HOMILIA DA MISSA DA SOLENIDADE DE N. SENHORA APARECIDA
NO PONTIFÍCIO COLÉGIO PIO BRASILEIRO - ROMA
10 de outubro de 2015


Cardeal Odilo Pedro Scherer


“Com grande alegria rejubilo-me no Senhor, e minha alma exultará no meu Deus, pois me revestiu de justiça e de salvação”. São palavras da Antífona de entrada prevista para a Missa de hoje, inspiradas na profecia de Is 61,10. Com palavras similares se inicia o cântico da Bem-aventurada Virgem Maria, o Magnificat, que a Igreja repete todos os dias na celebração das Vésperas. Há, porém, uma diferença nas palavras. As de Isaías estão no futuro. Ele é o profeta dos dias messiânicos. As da Santa Virgem estão no presente. Ela, aurora da salvação, canta a realização da promessa.

Com estas mesmas palavras inicio também esta homilia, pois elas representam verdadeiramente nossos sentimentos neste momento. É grande a alegria que sentimos todos nós, brasileiros ou amigos do Brasil, de poder celebrar aqui, neste “pedacinho do Brasil” (S. João Paulo II) que é o Colégio Pio Brasileiro, a Solenidade de nossa Santa Padroeira.

O Santo Evangelho, hoje, nos apresentou o encontro entre a Virgem Maria e aquela comunidade cuja alegria estava ameaçada pela falta do vinho da festa. Precisamente esta palavra – encontro – é a que define o milagre ocorrido no Brasil há quase 300 anos, na segunda quinzena de outubro de 1717. Nas bodas de Caná, o encontro começa, por parte de Nossa Senhora, com a percepção da situação de necessidade das pessoas. “Eles não tem mais vinho”. No Brasil, a situação era também de carência. A necessária pesca se revelava impossível. “Fazei o que ele vos disser”, é a orientação que deu aos que serviam na festa, e a determinação de Jesus foi a de abastecer as talhas não do desejado vinho, mas de simples água. Nossos pobres pescadores, perseveraram a lançar as redes na pura água do rio Paraíba. Vinho bom foi o resultado em Caná. No Brasil, a milagrosa pesca. Pesca que nos faz lembrar aquelas duas narradas pelos Santos Evangelhos. Uma no chamado dos primeiros Apóstolos, outra – pós-pascal – no conferimento da missão a Pedro. Onde a confiança é posta em Deus, a salvação se faz presente e começa a dar seus frutos.
**********
**TAREFAS E EXERCÍCIOS**
A: De acordo com a homilia, quando ocorreu o milagre no Brasil?
B: Extraia da listagem cada linha que contenha a palavra "light".
A listagem que acompanha este texto não tem relação com a homilia.

Um bloco de dados
**********
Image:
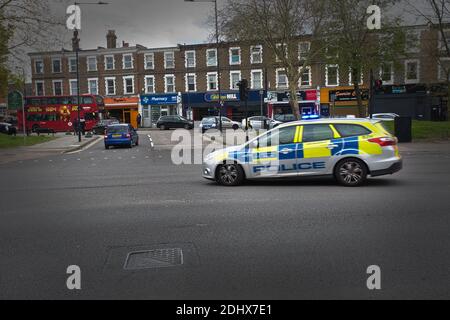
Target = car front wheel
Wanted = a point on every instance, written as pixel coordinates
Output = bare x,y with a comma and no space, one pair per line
230,175
351,172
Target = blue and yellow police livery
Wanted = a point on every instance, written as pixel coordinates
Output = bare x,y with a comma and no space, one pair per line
348,149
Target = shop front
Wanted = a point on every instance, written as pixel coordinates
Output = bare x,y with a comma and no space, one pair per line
159,105
124,109
197,106
342,101
278,103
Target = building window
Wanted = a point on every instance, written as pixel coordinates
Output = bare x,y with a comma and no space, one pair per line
128,61
211,78
191,82
110,86
169,83
149,84
149,60
128,85
93,86
169,60
256,79
56,65
57,88
92,63
412,71
235,56
281,50
39,66
332,75
40,91
304,48
72,64
350,78
211,57
190,59
256,54
109,63
235,77
387,73
282,80
305,77
73,87
413,41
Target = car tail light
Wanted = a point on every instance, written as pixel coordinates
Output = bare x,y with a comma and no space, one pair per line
385,141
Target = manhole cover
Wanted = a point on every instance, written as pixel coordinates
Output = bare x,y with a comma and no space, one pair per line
157,258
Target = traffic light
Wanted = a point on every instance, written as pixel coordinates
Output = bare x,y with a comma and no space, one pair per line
243,89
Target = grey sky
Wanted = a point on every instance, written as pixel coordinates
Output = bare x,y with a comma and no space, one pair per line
152,23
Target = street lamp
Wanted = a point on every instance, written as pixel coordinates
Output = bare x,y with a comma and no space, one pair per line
78,67
218,56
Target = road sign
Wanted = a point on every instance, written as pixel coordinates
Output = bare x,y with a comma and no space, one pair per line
15,100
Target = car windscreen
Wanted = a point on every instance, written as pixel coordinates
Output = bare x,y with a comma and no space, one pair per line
117,129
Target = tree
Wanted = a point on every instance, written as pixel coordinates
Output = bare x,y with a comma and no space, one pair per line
436,13
353,47
280,25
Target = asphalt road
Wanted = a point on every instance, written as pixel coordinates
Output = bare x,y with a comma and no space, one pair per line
303,239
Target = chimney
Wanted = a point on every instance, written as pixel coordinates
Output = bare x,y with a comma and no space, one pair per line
111,39
75,41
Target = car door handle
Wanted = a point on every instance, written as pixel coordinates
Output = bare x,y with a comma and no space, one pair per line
286,151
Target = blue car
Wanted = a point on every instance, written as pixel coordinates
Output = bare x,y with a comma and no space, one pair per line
121,135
**********
**GABARITO**
A: Na segunda quinzena de outubro de 1717.

B:
Target = car tail light
Target = traffic light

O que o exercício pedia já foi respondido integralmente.